_TEXT SECTION_:
::::
This is a thoroughly researched history of the drug trade showing that all the efforts of governments and law enforcement are futile against global trafficking and desperation to escape the nightmare which is human experience.
Spanning five centuries and several continents in a sweeping portrait of addiction, The Pursuit of Oblivion (2001) traces the history of the use and abuse of narcotics, revealing their subtle transformation from untested medicines to sources of idle pleasure and, relatively recently, to illegal substances.
::::
_EXTRACTED INFORMATION_:
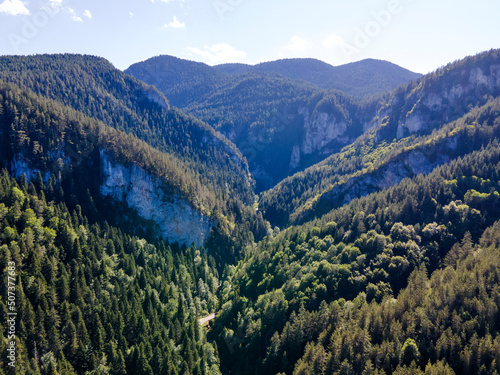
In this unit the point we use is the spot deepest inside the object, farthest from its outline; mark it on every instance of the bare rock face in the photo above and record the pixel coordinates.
(444, 103)
(320, 129)
(176, 218)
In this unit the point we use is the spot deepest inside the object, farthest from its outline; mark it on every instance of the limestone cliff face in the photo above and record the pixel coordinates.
(447, 101)
(320, 130)
(176, 218)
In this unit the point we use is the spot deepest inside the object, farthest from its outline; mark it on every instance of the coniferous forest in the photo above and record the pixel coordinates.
(371, 247)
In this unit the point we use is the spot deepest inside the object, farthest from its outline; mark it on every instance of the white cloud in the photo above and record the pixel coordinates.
(298, 44)
(14, 8)
(175, 24)
(218, 53)
(74, 16)
(333, 40)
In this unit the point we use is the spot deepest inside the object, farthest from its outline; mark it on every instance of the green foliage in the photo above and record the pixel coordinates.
(101, 301)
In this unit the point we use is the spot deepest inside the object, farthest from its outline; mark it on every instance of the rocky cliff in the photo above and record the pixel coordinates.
(175, 217)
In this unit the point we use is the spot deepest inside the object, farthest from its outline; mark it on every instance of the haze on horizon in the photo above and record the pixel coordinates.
(419, 35)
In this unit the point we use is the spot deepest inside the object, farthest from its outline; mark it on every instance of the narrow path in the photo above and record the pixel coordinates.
(206, 319)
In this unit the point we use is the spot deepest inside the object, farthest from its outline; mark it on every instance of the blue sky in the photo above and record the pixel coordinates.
(420, 35)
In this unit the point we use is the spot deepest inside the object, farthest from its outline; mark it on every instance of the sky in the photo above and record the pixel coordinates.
(420, 35)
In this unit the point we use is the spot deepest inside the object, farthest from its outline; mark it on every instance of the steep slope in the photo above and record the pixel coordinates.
(93, 86)
(132, 185)
(182, 81)
(411, 134)
(349, 291)
(88, 298)
(361, 79)
(280, 124)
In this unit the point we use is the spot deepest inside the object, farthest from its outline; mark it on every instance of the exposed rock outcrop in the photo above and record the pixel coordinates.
(176, 218)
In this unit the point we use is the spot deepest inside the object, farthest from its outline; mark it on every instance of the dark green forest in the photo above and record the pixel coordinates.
(381, 257)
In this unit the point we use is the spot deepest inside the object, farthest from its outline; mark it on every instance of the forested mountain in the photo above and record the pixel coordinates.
(193, 186)
(94, 87)
(124, 221)
(91, 299)
(349, 293)
(361, 79)
(279, 118)
(427, 123)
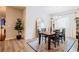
::::
Continue the description of The Pursuit of Oblivion and its history of narcotics, picking up after its final sentence.

Richard Davenport-Hines (http://en.wikipedia.org/wiki/Richard_Davenport-Hines), an eminent, prize-winning historian, uncovers the centrality of drug abuse in our modern industrial society, from the drug habits of Charles Dickens and John F. Kennedy to today’s $400 billion annual worldwide trade in illicit substances (the same volume as the oil industry). A vivid portrayal of the people and events that have shaped the history of narcotics, The Pursuit of Oblivion reveals that, contrary to the assumption underlying current drug policies, our need to escape reality and our body’s need for physical pleasure are both ineradicable aspects of our humanity, unchangeable by any government activity.
Check your local library catalogue here https://www.sllclibrary.co.uk/cgi-bin/spydus.exe/MSGTRN/OPAC/BSEARCH or consult (http://www.amazon.co.uk/The-Pursuit-Oblivion-History-Narcotics/dp/0393325458/ref=tmm_pap_title_0?ie=UTF8&qid=1389444020&sr=8-1) for further bibliographic detail.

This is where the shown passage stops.